## Start TEXT TO READ
# Gibson Les Paul 1960's vs 1950's Neck?



## guitarcheese (Jan 7, 2008)

I hear a bunch of people always arguing about which neck profile of the Gibson is better, the 60s slim neck or the 1950 original vintage neck. I couldn't find much online which talked about this topic.

Does anyone have any insight into this? Is there really any difference at all between the two necks? My guess is that it is probably not a big difference but who knows...

I did find this review:

http://www.gibson-guitar-reviews.com/les-paul/gibson-les-paul-standard-60s-neck-review


----------



## traynor_garnet (Feb 22, 2006)

Are one type of hands better than another? Really that is all we are talking about because there is no "better" neck. Some players prefer the feel of the wider 50s neck while other prefer the slimmer 60s neck. I can get use to either and while they are certainly different, they are not "universes" apart.

The best thing to do is simply play a bunch of Gibson and see which style you prefer. Only you can tell which one is more comfortable and for that reason you cannot go wrong.

TG


----------



## thechamp96 (Jan 16, 2008)

traynor_garnet said:


> The best thing to do is simply play a bunch of Gibson and see which style you prefer. Only you can tell which one is more comfortable and for that reason you cannot go wrong.
> TG



I agree.

The rule of thumb that I've been told (though it is probably not applicable to everyone) is that if you have small fingers and big palms, choose the 60s neck. If you have long fingers, choose the 50s neck. If you're somewhere in between, choose the 59 neck (this is on all studio models and some custom models I believe).
## End TEXT TO READ
## Start RECORDED INFORMATION
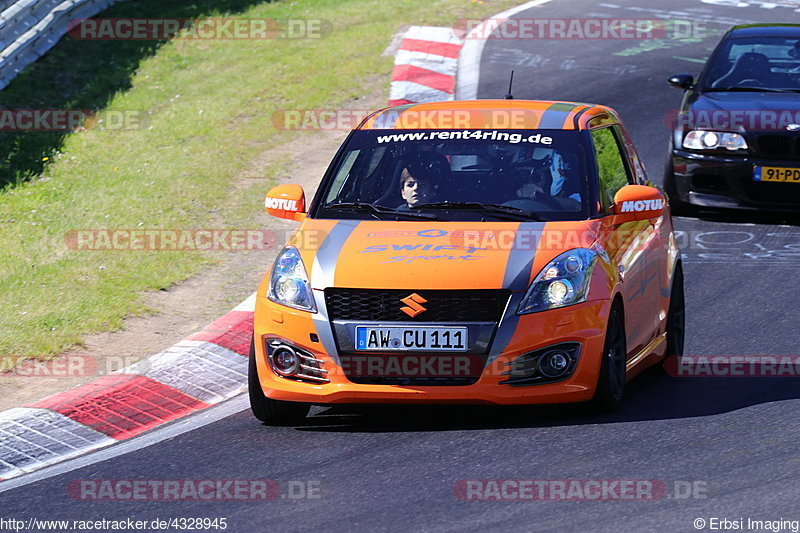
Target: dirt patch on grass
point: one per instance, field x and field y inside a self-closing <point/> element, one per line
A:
<point x="188" y="306"/>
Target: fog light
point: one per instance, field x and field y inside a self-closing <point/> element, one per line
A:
<point x="554" y="364"/>
<point x="285" y="361"/>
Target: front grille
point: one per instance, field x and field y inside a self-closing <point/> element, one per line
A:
<point x="777" y="146"/>
<point x="415" y="382"/>
<point x="379" y="305"/>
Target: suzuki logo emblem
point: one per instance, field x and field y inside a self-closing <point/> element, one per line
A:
<point x="413" y="305"/>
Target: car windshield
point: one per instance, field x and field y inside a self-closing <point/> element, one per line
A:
<point x="753" y="63"/>
<point x="458" y="175"/>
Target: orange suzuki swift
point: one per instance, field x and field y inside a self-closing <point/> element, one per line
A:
<point x="493" y="251"/>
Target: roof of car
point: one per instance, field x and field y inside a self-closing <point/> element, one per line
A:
<point x="491" y="114"/>
<point x="758" y="30"/>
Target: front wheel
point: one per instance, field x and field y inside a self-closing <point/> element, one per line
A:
<point x="611" y="382"/>
<point x="269" y="411"/>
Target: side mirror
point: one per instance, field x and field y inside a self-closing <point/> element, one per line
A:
<point x="286" y="201"/>
<point x="637" y="202"/>
<point x="682" y="81"/>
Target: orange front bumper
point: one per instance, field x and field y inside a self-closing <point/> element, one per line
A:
<point x="583" y="323"/>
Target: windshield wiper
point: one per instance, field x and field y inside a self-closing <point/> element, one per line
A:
<point x="378" y="211"/>
<point x="748" y="90"/>
<point x="505" y="211"/>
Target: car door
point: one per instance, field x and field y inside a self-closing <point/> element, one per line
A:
<point x="633" y="247"/>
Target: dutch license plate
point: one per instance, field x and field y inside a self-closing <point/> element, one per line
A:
<point x="781" y="174"/>
<point x="411" y="338"/>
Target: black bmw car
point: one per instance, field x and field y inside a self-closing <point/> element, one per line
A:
<point x="736" y="137"/>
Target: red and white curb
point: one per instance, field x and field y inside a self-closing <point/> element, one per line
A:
<point x="425" y="66"/>
<point x="202" y="370"/>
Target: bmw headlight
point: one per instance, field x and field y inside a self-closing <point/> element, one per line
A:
<point x="288" y="284"/>
<point x="564" y="281"/>
<point x="713" y="140"/>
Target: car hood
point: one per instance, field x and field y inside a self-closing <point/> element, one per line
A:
<point x="734" y="111"/>
<point x="434" y="255"/>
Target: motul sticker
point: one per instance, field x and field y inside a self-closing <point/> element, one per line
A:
<point x="642" y="205"/>
<point x="280" y="203"/>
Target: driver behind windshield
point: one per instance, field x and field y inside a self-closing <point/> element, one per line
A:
<point x="548" y="176"/>
<point x="417" y="179"/>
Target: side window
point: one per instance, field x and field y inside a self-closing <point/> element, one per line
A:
<point x="610" y="165"/>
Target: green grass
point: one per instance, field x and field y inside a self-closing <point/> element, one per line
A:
<point x="179" y="169"/>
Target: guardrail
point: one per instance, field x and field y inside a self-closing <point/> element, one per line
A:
<point x="29" y="28"/>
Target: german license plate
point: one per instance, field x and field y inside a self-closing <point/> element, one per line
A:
<point x="411" y="338"/>
<point x="782" y="174"/>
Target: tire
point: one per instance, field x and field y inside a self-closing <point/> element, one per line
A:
<point x="676" y="316"/>
<point x="269" y="411"/>
<point x="677" y="206"/>
<point x="611" y="381"/>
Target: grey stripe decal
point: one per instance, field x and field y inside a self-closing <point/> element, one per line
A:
<point x="555" y="115"/>
<point x="517" y="276"/>
<point x="323" y="327"/>
<point x="322" y="276"/>
<point x="324" y="267"/>
<point x="387" y="120"/>
<point x="520" y="260"/>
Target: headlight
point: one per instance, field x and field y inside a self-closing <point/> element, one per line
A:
<point x="563" y="282"/>
<point x="288" y="284"/>
<point x="713" y="140"/>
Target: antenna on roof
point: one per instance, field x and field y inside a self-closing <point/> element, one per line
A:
<point x="510" y="96"/>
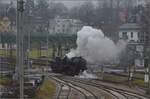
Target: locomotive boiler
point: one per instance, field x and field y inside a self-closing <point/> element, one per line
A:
<point x="68" y="66"/>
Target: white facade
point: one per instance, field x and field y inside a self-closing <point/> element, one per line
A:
<point x="130" y="32"/>
<point x="131" y="35"/>
<point x="60" y="25"/>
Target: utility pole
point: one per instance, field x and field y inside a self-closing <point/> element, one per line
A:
<point x="149" y="48"/>
<point x="20" y="55"/>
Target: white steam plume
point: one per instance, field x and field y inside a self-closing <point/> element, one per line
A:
<point x="95" y="47"/>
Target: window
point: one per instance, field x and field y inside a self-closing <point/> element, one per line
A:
<point x="131" y="34"/>
<point x="124" y="35"/>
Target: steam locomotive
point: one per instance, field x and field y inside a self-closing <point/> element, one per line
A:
<point x="66" y="66"/>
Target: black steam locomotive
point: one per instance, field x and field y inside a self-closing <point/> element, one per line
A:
<point x="66" y="66"/>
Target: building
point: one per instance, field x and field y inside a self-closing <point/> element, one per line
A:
<point x="61" y="25"/>
<point x="131" y="33"/>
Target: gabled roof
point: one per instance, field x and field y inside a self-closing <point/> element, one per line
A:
<point x="129" y="26"/>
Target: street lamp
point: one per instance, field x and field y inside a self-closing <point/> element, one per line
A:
<point x="20" y="55"/>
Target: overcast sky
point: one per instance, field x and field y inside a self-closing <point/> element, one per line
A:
<point x="68" y="3"/>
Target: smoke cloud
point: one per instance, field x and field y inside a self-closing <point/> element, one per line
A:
<point x="95" y="47"/>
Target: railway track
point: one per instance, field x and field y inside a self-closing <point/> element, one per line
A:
<point x="86" y="94"/>
<point x="117" y="93"/>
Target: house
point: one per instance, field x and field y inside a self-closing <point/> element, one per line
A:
<point x="131" y="33"/>
<point x="64" y="25"/>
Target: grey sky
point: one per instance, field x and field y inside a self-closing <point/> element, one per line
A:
<point x="68" y="3"/>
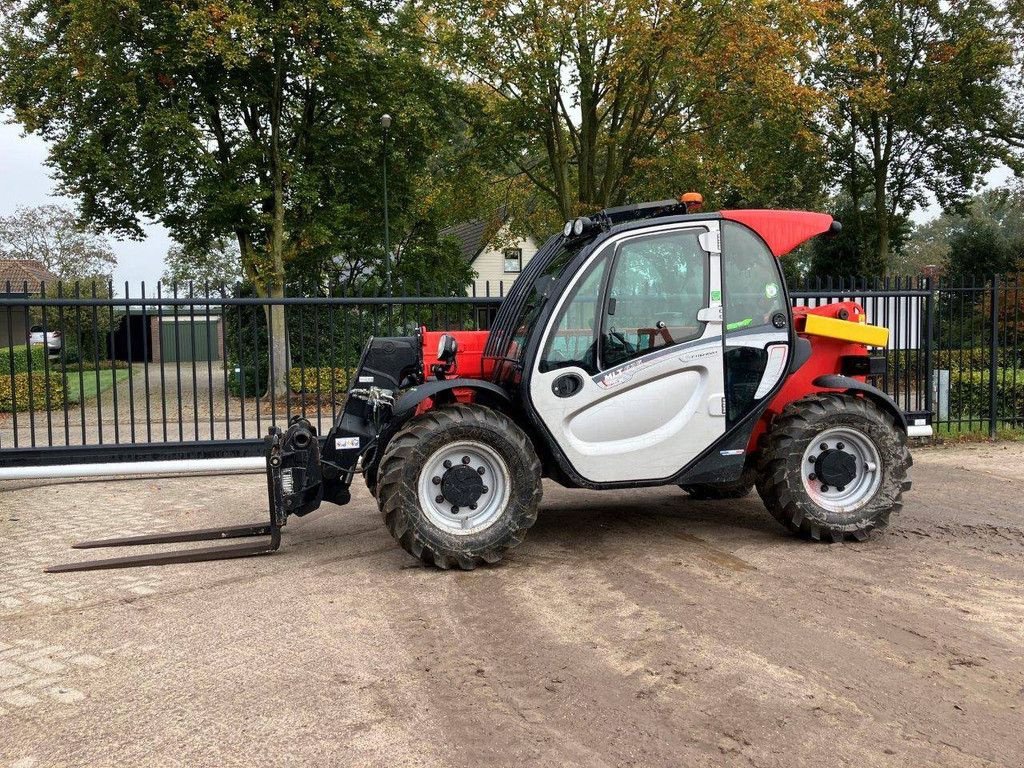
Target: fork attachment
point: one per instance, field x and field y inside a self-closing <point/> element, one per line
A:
<point x="294" y="486"/>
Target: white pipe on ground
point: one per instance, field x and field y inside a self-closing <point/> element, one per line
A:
<point x="115" y="469"/>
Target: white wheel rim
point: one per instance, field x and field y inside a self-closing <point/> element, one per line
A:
<point x="856" y="493"/>
<point x="470" y="519"/>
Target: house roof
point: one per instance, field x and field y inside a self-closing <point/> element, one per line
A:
<point x="25" y="275"/>
<point x="473" y="236"/>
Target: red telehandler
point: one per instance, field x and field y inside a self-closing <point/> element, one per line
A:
<point x="645" y="345"/>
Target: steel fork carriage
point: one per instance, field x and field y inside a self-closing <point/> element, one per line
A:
<point x="299" y="446"/>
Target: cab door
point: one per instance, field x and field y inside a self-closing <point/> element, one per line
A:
<point x="630" y="377"/>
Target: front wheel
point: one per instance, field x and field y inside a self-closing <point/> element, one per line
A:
<point x="834" y="466"/>
<point x="459" y="485"/>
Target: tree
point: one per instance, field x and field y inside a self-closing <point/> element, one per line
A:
<point x="256" y="119"/>
<point x="598" y="101"/>
<point x="53" y="236"/>
<point x="851" y="252"/>
<point x="985" y="239"/>
<point x="918" y="103"/>
<point x="215" y="267"/>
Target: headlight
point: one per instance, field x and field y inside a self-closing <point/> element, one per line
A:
<point x="446" y="348"/>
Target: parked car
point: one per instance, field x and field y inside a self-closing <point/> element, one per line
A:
<point x="52" y="339"/>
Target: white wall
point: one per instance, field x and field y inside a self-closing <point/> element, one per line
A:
<point x="901" y="314"/>
<point x="489" y="265"/>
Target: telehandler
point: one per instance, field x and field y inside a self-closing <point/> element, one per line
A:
<point x="645" y="345"/>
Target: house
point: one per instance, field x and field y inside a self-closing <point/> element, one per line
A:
<point x="19" y="279"/>
<point x="495" y="253"/>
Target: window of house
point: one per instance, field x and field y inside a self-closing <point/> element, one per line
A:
<point x="513" y="259"/>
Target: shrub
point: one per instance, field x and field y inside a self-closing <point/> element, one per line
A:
<point x="306" y="380"/>
<point x="20" y="355"/>
<point x="104" y="365"/>
<point x="247" y="381"/>
<point x="40" y="386"/>
<point x="969" y="358"/>
<point x="969" y="394"/>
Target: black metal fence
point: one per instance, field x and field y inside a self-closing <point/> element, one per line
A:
<point x="86" y="376"/>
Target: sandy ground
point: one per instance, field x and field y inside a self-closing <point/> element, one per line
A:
<point x="634" y="628"/>
<point x="159" y="404"/>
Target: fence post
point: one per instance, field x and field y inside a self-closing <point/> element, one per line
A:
<point x="929" y="342"/>
<point x="993" y="331"/>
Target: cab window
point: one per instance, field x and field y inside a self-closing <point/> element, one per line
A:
<point x="753" y="283"/>
<point x="571" y="342"/>
<point x="657" y="287"/>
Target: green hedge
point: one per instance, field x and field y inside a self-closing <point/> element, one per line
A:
<point x="969" y="394"/>
<point x="20" y="356"/>
<point x="305" y="380"/>
<point x="40" y="384"/>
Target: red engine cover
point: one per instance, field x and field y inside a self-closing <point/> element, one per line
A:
<point x="468" y="363"/>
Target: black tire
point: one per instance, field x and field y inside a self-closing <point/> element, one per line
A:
<point x="409" y="452"/>
<point x="781" y="472"/>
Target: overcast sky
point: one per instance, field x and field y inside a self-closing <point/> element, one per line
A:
<point x="25" y="180"/>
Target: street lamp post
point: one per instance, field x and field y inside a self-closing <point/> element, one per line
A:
<point x="386" y="125"/>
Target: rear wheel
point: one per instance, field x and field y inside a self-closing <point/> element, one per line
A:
<point x="834" y="466"/>
<point x="459" y="486"/>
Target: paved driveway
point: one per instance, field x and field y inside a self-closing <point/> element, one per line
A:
<point x="633" y="628"/>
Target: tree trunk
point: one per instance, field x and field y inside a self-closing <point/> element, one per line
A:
<point x="280" y="361"/>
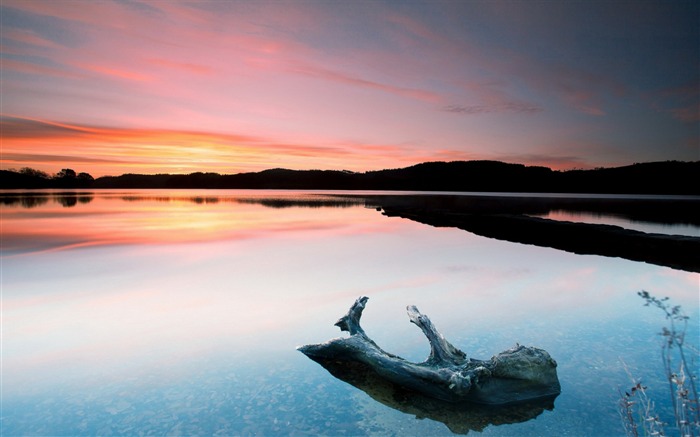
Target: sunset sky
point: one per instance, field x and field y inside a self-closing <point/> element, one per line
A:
<point x="113" y="87"/>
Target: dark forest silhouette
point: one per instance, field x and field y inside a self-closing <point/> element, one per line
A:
<point x="668" y="177"/>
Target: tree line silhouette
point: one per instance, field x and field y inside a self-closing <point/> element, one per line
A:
<point x="667" y="177"/>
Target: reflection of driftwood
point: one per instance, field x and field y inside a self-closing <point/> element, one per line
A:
<point x="459" y="417"/>
<point x="516" y="375"/>
<point x="675" y="251"/>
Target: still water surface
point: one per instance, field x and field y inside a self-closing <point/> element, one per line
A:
<point x="148" y="312"/>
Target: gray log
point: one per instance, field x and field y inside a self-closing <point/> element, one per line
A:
<point x="518" y="374"/>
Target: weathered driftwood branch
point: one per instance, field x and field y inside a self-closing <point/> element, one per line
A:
<point x="518" y="374"/>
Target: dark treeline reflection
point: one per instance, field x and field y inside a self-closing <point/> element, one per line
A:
<point x="321" y="202"/>
<point x="33" y="200"/>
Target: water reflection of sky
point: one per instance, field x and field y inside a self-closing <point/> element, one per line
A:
<point x="180" y="316"/>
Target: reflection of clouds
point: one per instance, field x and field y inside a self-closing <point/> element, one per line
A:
<point x="154" y="219"/>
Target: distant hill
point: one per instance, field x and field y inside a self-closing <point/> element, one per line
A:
<point x="669" y="177"/>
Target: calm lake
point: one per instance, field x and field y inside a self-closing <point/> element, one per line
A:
<point x="144" y="312"/>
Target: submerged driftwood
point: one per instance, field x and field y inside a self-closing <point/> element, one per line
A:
<point x="519" y="374"/>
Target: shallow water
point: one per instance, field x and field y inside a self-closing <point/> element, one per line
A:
<point x="146" y="312"/>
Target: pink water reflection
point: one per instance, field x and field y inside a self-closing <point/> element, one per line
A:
<point x="165" y="287"/>
<point x="146" y="217"/>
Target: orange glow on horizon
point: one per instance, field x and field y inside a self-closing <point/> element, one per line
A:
<point x="50" y="145"/>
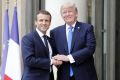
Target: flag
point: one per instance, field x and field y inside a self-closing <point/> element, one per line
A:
<point x="13" y="69"/>
<point x="5" y="43"/>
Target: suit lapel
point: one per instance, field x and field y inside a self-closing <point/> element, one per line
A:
<point x="39" y="40"/>
<point x="76" y="34"/>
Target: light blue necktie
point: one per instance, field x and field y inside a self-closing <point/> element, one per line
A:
<point x="69" y="40"/>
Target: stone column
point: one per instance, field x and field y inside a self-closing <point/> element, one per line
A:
<point x="54" y="8"/>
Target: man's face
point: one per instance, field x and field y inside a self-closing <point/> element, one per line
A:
<point x="69" y="14"/>
<point x="43" y="22"/>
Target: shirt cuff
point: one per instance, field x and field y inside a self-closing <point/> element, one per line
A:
<point x="71" y="58"/>
<point x="51" y="62"/>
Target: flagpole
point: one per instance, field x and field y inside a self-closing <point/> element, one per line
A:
<point x="5" y="39"/>
<point x="7" y="4"/>
<point x="15" y="1"/>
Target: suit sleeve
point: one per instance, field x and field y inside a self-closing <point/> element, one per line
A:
<point x="86" y="52"/>
<point x="29" y="58"/>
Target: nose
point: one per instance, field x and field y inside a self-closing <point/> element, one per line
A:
<point x="44" y="22"/>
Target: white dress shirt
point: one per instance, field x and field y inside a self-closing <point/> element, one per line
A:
<point x="71" y="59"/>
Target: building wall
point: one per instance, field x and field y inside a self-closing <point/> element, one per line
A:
<point x="103" y="18"/>
<point x="0" y="28"/>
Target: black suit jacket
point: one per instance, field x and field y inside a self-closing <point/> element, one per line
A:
<point x="82" y="49"/>
<point x="35" y="57"/>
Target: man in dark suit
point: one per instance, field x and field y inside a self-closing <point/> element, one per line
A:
<point x="37" y="50"/>
<point x="75" y="43"/>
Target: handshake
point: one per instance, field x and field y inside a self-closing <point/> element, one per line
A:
<point x="58" y="59"/>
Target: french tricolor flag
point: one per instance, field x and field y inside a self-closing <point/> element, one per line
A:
<point x="13" y="70"/>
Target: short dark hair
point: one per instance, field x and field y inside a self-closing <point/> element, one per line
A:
<point x="43" y="12"/>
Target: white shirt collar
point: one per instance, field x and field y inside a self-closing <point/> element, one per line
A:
<point x="67" y="26"/>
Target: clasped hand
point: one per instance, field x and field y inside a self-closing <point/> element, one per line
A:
<point x="58" y="59"/>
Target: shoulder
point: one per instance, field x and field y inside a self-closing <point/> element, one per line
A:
<point x="84" y="25"/>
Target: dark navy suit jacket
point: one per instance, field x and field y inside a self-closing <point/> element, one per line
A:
<point x="82" y="49"/>
<point x="35" y="57"/>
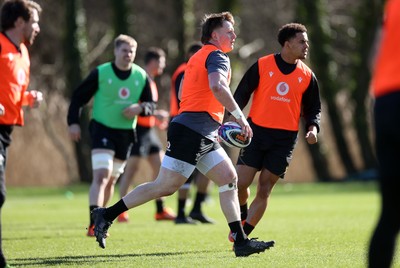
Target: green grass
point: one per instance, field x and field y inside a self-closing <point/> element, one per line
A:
<point x="314" y="225"/>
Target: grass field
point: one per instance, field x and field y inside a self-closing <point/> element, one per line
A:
<point x="314" y="225"/>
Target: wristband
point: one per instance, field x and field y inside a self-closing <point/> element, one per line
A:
<point x="237" y="113"/>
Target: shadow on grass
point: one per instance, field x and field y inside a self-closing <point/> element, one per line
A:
<point x="91" y="260"/>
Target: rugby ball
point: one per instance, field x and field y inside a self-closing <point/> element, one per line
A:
<point x="230" y="133"/>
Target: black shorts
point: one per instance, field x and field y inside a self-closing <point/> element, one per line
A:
<point x="270" y="148"/>
<point x="187" y="145"/>
<point x="117" y="140"/>
<point x="147" y="142"/>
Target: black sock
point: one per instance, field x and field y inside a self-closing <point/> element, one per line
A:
<point x="181" y="208"/>
<point x="247" y="228"/>
<point x="237" y="232"/>
<point x="200" y="197"/>
<point x="113" y="211"/>
<point x="159" y="206"/>
<point x="90" y="214"/>
<point x="243" y="212"/>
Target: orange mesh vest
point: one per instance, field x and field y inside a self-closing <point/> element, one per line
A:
<point x="277" y="100"/>
<point x="196" y="93"/>
<point x="14" y="80"/>
<point x="149" y="121"/>
<point x="386" y="78"/>
<point x="173" y="101"/>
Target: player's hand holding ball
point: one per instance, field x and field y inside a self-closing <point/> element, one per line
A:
<point x="231" y="134"/>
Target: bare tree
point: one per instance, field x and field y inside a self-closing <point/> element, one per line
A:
<point x="74" y="66"/>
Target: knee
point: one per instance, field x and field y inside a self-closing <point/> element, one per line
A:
<point x="101" y="177"/>
<point x="264" y="191"/>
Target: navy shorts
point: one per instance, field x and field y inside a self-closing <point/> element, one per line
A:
<point x="187" y="145"/>
<point x="270" y="148"/>
<point x="147" y="142"/>
<point x="117" y="140"/>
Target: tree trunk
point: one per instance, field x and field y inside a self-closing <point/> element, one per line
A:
<point x="371" y="9"/>
<point x="310" y="11"/>
<point x="74" y="66"/>
<point x="120" y="17"/>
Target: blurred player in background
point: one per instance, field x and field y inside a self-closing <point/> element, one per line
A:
<point x="284" y="89"/>
<point x="121" y="91"/>
<point x="148" y="145"/>
<point x="386" y="89"/>
<point x="19" y="27"/>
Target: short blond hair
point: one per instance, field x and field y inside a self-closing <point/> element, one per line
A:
<point x="124" y="39"/>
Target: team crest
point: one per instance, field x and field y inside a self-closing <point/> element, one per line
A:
<point x="282" y="88"/>
<point x="21" y="76"/>
<point x="124" y="93"/>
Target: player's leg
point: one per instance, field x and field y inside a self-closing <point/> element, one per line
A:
<point x="155" y="156"/>
<point x="3" y="155"/>
<point x="102" y="162"/>
<point x="168" y="181"/>
<point x="383" y="241"/>
<point x="118" y="169"/>
<point x="245" y="179"/>
<point x="266" y="183"/>
<point x="217" y="166"/>
<point x="202" y="183"/>
<point x="183" y="194"/>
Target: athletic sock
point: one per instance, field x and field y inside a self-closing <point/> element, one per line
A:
<point x="243" y="212"/>
<point x="90" y="214"/>
<point x="247" y="228"/>
<point x="181" y="208"/>
<point x="237" y="232"/>
<point x="159" y="206"/>
<point x="113" y="211"/>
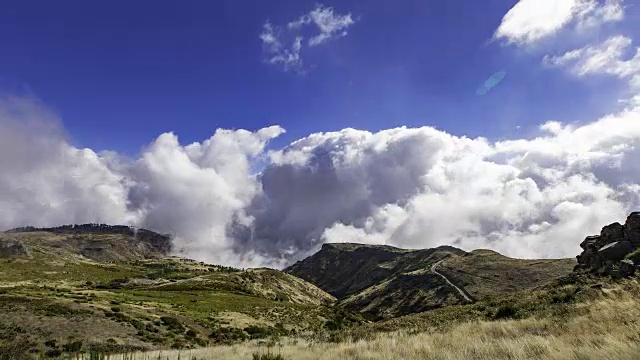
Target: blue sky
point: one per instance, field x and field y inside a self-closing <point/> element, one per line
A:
<point x="121" y="73"/>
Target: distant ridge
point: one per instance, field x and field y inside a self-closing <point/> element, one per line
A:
<point x="383" y="281"/>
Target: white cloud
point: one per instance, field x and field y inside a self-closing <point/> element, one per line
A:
<point x="288" y="57"/>
<point x="607" y="57"/>
<point x="530" y="21"/>
<point x="411" y="187"/>
<point x="330" y="24"/>
<point x="283" y="45"/>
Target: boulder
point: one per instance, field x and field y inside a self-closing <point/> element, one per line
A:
<point x="587" y="256"/>
<point x="611" y="233"/>
<point x="12" y="248"/>
<point x="589" y="241"/>
<point x="616" y="251"/>
<point x="626" y="268"/>
<point x="632" y="229"/>
<point x="634" y="256"/>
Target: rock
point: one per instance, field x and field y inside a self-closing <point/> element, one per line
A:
<point x="587" y="256"/>
<point x="626" y="268"/>
<point x="634" y="256"/>
<point x="589" y="241"/>
<point x="632" y="229"/>
<point x="12" y="248"/>
<point x="616" y="251"/>
<point x="611" y="233"/>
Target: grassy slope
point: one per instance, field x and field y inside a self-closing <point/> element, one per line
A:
<point x="486" y="273"/>
<point x="385" y="282"/>
<point x="593" y="324"/>
<point x="55" y="294"/>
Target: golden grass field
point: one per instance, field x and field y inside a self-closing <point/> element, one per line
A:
<point x="605" y="327"/>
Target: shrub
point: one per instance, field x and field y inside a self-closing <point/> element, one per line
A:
<point x="505" y="311"/>
<point x="72" y="347"/>
<point x="172" y="323"/>
<point x="257" y="332"/>
<point x="267" y="356"/>
<point x="53" y="353"/>
<point x="227" y="334"/>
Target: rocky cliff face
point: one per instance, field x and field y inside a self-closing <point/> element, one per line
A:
<point x="98" y="242"/>
<point x="615" y="252"/>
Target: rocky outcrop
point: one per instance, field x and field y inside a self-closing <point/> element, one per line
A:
<point x="10" y="247"/>
<point x="615" y="252"/>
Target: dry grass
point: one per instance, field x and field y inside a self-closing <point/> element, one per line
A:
<point x="608" y="327"/>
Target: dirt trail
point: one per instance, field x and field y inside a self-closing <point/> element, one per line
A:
<point x="462" y="291"/>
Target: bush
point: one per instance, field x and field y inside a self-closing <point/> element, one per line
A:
<point x="267" y="356"/>
<point x="227" y="334"/>
<point x="257" y="332"/>
<point x="72" y="347"/>
<point x="505" y="311"/>
<point x="53" y="353"/>
<point x="172" y="323"/>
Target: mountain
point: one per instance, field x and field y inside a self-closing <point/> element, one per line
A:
<point x="97" y="242"/>
<point x="384" y="281"/>
<point x="114" y="289"/>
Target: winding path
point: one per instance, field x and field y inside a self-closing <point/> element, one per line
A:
<point x="462" y="291"/>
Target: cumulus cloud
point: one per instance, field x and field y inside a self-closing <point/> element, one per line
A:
<point x="330" y="24"/>
<point x="283" y="44"/>
<point x="530" y="21"/>
<point x="607" y="57"/>
<point x="423" y="188"/>
<point x="409" y="187"/>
## End RECORDED INFORMATION
PROBLEMS AND TASKS »
1. Set down the passage of the Les Paul neck thread that begins at the words "Are one type" and stops after "(Jan 16, 2008)", keeping every word exactly as it appears.
2. Supply the next part of the Les Paul neck thread, picking up right after its final sentence.

EXERCISE RESULTS »
1.
Are one type of hands better than another? Really that is all we are talking about because there is no "better" neck. Some players prefer the feel of the wider 50s neck while other prefer the slimmer 60s neck. I can get use to either and while they are certainly different, they are not "universes" apart.

The best thing to do is simply play a bunch of Gibson and see which style you prefer. Only you can tell which one is more comfortable and for that reason you cannot go wrong.

TG


----------



## thechamp96 (Jan 16, 2008)

2.
Personally, I have massive palms and short fingers, so the slim 60s neck works for me. Consider Agile guitars at Rondo music, which offer inexpensive but high quality Les Paul copies.


----------



## dwagar (Mar 6, 2006)

I've got pretty small hands, but I prefer the 50s neck. As TG said above, you really have to try them to find your best comfort zone.

And don't give them a 2 minute sit down test, go when you can sit and play each one for 1/2 hour or so.


----------



## allthumbs56 (Jul 24, 2006)

I've got the 50's neck on my LP Std. My 82' Tokai LP is a bit slimmer than that but not enough to call it 60's slim. I also play a Deluxe Tele with a quite slender C neck. I have small hands and they all work for me - just different.


----------



## Budda (May 29, 2007)

i think the LP studio has a 59 neck carve? i dont know what it is, but its one of the nicest necks I've ever played.

tis my preferred neck carve.


----------



## zontar (Oct 25, 2007)

I love big chunky necks and I love smaller ones too--I love my Les Paul & my Iceman's big necks and the small neck on my Mustang.

More than size I'm concerned about shape--what I don't like are the more drastic V necks where the back almost comes to a point--but it's rounded off--that's right where I usually put my thumb--so that doesn't work. Then there are the necks that are like a 2 by 4 in shape--though smaller size--but the back corners are slightly rounded off--it feels like I'll snap it. Fortunately both styles seem relatively uncommon overall.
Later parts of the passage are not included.